***** Exercise passage *****
SOURCE: Tufts Center for the Study of Drug Development

March 13, 2007 09:00 ET

Pediatric Study Costs Rose Substantially From 2000 as Complexity Grew, According to Tufts Center for the Study of Drug Development

BOSTON, MA -- (MARKET WIRE) -- March 13, 2007 -- The average cost to complete pediatric research on already marketed prescription drugs, in response to a request from the U.S. Food and Drug Administration (FDA), increased nearly eight times between 2000 and 2006, according to findings released today by the Tufts Center for the Study of Drug Development.

The increase, in nominal dollars, from $3.93 million in 2000 to $30.82 million in 2006, is consistent with the general increase in cost, length, and complexity for developing new drugs, Tufts CSDD said.

The analysis also found that during the first 10 years of an FDA program that seeks to encourage pediatric research, such studies have been undertaken on more than 100 diseases and conditions and have led to new labeling for 120 new or already approved drugs for use in children.

"While the cost to complete pediatric studies has soared, drug companies are not letting that get in their way," said Tufts CSDD Associate Director Christopher Milne. "The Best Pharmaceuticals for Children Act seems to be doing its job, which is to generate more pediatric studies. The bottom line is that better prescribing information and more formulations are being developed for children."
*****
■ **Task to carry out**
Edit the passage on pediatric study costs, starting with "The increase, in" and going on through "Tufts CSDD said.", so that "nominal dollars" becomes "constant dollars".
***** Source data *****
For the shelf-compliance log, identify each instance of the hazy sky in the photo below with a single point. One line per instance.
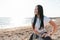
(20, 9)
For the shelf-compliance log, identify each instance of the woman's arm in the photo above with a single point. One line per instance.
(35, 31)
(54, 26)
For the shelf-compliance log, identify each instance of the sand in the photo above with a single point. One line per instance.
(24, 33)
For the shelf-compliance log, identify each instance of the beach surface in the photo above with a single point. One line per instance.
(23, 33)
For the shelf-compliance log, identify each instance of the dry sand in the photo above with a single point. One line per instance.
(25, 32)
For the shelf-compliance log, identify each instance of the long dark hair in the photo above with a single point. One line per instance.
*****
***** Source data *****
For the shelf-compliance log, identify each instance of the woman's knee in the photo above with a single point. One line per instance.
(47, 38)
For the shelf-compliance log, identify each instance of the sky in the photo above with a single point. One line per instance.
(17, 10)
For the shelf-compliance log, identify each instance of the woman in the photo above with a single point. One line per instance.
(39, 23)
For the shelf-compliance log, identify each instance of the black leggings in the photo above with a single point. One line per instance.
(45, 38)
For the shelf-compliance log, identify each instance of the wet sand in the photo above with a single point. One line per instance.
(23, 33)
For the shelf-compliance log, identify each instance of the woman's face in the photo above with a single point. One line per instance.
*****
■ **Solution to this exercise**
The increase, in constant dollars, from $3.93 million in 2000 to $30.82 million in 2006, is consistent with the general increase in cost, length, and complexity for developing new drugs, Tufts CSDD said.